■ WHAT IS EXPECTED: From the entries below, determine the number of lines that contain "road". Give that number by itself.

+++

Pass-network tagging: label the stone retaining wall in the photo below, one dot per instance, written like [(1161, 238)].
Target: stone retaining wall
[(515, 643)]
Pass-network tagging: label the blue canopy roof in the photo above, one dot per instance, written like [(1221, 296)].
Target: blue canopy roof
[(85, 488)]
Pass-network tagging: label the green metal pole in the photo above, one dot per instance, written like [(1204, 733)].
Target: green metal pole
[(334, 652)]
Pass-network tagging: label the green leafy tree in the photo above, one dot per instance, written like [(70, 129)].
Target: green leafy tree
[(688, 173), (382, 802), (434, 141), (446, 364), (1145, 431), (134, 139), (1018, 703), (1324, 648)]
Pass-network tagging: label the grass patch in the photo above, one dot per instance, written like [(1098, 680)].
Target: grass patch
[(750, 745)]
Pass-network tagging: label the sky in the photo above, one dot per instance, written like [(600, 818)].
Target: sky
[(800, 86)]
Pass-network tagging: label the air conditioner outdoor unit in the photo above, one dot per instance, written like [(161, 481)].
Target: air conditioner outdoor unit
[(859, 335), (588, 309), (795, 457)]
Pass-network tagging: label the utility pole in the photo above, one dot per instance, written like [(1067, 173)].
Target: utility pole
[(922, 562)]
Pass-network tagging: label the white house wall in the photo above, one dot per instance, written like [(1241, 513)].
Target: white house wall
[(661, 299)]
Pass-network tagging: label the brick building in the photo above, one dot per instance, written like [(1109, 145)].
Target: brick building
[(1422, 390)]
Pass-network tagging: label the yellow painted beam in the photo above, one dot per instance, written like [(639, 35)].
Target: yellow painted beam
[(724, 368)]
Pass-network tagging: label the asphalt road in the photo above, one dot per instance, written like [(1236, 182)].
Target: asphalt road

+++

■ PROBLEM SOLUTION: 2